## Extrait de la page
++++
Proposer aux jeunes de s’engager dans des filières en besoin de personnel à Mayotte, du médecin à l’assistant, en passant par le sage-femme, c’est une première du lycée Younoussa Bamana de Mamoudzou.
Mayotte, désert médical. Pour dépasser le constat, des mesures d’incitations financières ont été pensées. Elles n’ont pour l’instant drainé que des mercenaires, des praticiens qui arrivent sur le territoire pour 3 mois sans implication dans la politique de santé à moyen terme. Peu de travail a été fait en amont pour sensibiliser les jeunes de l’île à ces métiers de vocation.
C’est ce qu’a voulu impulser le docteur Bayonne, déjà moteur d’une formation qualifiante pour les professionnels l’année dernière, en proposant au lycée Bamana de Mamoudzou une matinée d’information ce jeudi matin.
Il a reçu l’oreille attentive du Conseiller principal d’Education, Michel Bouchaib, avec qui il a organisé l’accueil de cinq professionnels de la santé : « il s’agit de répondre aux interrogations des jeunes et inciter à introduire une première année de médecine à Mayotte », glisse Laurent Bayonne.
Massoundi Oumar pour commencer, le sage-femme qui à Mayotte n’hésite pas à informer sur sa profession et son parcours. La première interrogation passée sur un homme qui exerce une profession marquée au fer rouge comme exclusivement féminine, « on l’a d’ailleurs rebaptisée ‘mailloteur’ », les questions fusaient parmi les huit classes de première et terminale S, surtout après avoir entendu qu’il fallait suivre la première année de médecine : « on a le temps pour le sport ou les loisirs ? ».
++++
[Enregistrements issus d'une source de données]

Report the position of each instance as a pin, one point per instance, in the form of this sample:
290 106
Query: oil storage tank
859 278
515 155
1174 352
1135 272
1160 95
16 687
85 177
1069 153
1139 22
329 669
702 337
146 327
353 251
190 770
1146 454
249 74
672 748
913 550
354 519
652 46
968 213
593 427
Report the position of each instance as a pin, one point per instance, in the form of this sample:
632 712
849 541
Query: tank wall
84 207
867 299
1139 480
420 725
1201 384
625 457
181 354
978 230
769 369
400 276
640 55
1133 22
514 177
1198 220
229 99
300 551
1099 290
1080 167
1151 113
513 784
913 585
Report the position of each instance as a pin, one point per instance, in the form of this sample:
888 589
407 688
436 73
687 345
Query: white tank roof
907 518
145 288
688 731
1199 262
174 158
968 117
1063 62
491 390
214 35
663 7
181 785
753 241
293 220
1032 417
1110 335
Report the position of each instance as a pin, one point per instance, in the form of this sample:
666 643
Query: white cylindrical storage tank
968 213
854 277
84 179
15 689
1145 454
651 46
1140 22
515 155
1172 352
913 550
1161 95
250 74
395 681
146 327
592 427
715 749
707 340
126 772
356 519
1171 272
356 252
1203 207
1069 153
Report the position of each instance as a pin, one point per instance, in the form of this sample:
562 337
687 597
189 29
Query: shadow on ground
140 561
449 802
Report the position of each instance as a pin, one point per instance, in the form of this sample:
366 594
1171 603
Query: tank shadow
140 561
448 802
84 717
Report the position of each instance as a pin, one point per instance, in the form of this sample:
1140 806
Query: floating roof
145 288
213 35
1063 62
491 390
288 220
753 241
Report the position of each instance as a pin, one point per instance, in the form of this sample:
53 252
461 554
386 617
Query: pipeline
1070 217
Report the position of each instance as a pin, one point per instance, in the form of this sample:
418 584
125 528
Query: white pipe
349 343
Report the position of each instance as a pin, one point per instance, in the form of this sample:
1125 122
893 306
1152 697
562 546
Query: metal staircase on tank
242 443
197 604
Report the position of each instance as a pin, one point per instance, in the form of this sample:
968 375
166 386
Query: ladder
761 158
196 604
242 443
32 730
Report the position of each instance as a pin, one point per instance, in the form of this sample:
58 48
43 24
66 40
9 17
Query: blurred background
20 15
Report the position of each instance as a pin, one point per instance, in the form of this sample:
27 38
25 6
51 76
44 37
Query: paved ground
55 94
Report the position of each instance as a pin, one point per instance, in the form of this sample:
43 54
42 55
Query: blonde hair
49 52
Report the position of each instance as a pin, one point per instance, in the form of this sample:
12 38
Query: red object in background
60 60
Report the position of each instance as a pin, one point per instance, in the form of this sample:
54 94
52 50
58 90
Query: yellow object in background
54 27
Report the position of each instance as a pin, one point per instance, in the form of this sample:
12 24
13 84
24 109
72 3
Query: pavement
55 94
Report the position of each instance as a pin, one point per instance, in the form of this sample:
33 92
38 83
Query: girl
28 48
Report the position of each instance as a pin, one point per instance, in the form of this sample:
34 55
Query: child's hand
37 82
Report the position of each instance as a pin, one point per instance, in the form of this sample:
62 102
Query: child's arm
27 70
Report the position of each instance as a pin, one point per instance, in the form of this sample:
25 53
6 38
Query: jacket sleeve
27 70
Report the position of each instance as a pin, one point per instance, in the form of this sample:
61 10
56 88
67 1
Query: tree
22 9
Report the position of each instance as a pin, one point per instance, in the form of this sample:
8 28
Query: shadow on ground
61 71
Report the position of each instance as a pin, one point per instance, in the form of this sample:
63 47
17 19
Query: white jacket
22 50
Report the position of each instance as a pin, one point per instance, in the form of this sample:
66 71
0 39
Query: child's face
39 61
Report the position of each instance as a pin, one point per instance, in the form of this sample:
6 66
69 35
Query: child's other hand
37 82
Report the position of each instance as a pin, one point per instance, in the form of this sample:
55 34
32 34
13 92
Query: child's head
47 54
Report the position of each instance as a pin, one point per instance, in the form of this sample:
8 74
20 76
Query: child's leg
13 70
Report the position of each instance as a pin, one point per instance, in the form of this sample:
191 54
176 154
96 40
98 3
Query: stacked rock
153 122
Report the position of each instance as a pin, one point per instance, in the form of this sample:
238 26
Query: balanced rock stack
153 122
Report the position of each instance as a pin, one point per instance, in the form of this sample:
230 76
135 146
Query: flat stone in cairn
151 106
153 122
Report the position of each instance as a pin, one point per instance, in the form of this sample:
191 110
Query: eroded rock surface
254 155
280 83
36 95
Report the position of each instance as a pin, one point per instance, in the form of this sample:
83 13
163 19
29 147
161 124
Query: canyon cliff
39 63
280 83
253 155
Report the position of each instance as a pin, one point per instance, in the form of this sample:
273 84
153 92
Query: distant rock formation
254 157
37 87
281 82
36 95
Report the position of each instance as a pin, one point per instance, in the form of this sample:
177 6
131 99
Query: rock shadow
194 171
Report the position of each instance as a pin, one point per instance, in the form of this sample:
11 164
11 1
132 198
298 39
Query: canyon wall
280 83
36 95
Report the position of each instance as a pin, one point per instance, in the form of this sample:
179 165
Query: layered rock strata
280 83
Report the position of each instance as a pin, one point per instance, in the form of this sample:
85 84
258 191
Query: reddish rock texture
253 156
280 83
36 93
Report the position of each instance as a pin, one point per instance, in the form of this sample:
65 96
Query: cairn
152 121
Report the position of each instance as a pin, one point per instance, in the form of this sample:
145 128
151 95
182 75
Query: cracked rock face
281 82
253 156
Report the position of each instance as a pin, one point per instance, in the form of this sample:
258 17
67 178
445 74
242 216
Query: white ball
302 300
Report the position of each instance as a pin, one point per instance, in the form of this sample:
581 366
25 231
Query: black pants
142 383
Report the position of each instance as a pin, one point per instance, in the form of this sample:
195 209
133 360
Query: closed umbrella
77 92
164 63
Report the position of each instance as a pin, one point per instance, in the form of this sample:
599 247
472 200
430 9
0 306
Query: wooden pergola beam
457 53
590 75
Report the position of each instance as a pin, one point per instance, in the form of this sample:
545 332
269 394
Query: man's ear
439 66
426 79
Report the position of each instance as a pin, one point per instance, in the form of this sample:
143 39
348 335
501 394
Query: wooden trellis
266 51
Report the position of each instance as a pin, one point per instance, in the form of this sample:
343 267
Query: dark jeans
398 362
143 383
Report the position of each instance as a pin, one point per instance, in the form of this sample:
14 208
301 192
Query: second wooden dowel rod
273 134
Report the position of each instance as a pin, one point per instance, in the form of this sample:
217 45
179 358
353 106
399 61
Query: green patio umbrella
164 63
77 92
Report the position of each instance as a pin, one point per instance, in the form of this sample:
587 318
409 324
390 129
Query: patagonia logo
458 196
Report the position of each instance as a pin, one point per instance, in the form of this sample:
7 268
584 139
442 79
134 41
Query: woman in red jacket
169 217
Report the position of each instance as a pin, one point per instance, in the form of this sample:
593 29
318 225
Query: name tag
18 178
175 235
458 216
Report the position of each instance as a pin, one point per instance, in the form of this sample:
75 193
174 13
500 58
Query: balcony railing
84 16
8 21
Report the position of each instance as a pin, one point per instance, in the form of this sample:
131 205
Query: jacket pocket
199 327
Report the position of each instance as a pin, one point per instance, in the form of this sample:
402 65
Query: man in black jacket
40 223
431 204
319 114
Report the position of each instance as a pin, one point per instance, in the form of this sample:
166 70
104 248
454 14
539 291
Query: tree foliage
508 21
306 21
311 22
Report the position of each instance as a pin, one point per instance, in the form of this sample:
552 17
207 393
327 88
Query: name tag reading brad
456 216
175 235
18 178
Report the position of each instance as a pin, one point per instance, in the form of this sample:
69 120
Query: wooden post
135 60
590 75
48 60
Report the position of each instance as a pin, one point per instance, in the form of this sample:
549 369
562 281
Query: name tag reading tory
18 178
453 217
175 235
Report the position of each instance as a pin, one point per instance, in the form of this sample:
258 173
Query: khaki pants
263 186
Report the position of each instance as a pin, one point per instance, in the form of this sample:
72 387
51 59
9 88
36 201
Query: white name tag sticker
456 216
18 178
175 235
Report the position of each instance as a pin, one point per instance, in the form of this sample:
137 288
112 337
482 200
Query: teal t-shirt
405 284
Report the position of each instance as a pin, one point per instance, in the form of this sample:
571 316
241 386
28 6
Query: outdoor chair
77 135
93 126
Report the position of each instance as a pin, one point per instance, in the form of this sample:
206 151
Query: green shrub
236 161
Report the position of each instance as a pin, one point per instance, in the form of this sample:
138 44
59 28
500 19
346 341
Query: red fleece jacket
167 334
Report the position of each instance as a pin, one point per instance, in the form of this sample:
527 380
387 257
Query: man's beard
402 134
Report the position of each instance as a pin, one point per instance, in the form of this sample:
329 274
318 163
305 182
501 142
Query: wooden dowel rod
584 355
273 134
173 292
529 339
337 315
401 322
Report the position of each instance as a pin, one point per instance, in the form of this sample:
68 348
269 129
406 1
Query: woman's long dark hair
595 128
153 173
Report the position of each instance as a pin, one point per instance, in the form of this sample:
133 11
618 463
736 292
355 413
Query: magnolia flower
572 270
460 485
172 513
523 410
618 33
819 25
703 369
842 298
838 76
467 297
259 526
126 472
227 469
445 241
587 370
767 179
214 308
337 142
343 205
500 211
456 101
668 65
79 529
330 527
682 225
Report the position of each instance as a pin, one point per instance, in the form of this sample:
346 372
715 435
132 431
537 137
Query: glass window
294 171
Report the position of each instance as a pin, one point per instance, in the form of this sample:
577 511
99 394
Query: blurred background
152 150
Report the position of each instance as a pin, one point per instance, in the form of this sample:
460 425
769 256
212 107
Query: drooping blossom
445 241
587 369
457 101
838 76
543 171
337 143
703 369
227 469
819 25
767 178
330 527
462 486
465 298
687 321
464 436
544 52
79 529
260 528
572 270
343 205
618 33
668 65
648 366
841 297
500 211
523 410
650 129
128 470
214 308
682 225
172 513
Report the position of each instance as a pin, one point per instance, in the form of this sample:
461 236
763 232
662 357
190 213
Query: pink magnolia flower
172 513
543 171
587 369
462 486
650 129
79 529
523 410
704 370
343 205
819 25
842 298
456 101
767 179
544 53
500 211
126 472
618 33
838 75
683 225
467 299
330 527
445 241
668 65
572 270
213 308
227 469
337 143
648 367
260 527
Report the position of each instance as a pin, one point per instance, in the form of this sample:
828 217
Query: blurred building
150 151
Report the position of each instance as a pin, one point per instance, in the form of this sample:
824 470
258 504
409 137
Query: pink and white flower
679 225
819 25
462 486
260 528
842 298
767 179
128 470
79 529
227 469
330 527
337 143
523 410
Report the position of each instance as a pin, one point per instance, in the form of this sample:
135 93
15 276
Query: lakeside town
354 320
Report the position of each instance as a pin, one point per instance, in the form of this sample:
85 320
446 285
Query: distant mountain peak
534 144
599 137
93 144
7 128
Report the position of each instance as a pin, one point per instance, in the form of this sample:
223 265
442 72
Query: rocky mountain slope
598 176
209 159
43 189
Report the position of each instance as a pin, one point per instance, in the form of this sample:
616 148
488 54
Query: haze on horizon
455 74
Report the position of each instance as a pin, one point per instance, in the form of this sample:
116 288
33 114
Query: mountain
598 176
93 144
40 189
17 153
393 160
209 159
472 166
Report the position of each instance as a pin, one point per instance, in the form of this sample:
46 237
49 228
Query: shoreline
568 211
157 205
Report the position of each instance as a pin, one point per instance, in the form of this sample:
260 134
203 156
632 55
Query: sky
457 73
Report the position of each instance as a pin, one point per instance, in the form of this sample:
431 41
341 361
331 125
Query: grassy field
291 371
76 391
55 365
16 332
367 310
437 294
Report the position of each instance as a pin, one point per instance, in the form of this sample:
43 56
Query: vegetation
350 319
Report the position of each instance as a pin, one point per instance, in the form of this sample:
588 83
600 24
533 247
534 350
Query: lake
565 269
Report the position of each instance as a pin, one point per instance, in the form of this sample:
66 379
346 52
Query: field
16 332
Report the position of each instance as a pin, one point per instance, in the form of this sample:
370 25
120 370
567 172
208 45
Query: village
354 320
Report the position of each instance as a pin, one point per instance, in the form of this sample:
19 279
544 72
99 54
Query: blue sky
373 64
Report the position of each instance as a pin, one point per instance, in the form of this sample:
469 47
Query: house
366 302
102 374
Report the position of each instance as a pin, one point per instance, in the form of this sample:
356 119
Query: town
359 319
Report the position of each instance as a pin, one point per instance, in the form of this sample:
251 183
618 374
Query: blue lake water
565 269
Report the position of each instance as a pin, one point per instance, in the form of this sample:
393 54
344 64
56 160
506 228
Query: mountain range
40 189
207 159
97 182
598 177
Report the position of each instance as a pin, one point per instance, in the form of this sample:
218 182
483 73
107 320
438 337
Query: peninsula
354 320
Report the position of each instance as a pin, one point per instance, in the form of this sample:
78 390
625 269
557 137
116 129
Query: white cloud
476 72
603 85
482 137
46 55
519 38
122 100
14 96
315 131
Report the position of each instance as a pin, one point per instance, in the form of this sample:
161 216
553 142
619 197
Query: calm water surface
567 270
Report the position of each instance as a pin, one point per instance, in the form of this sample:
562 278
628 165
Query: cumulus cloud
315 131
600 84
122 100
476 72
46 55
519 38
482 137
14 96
++++
Veuillez renvoyer mot pour mot le passage de l'extrait sur les métiers de la santé à Mayotte allant de « Il a reçu l’oreille » jusqu'à « glisse Laurent Bayonne. » inclus. Ces données ne servent pas pour cet exercice.

## Votre réponse
Il a reçu l’oreille attentive du Conseiller principal d’Education, Michel Bouchaib, avec qui il a organisé l’accueil de cinq professionnels de la santé : « il s’agit de répondre aux interrogations des jeunes et inciter à introduire une première année de médecine à Mayotte », glisse Laurent Bayonne.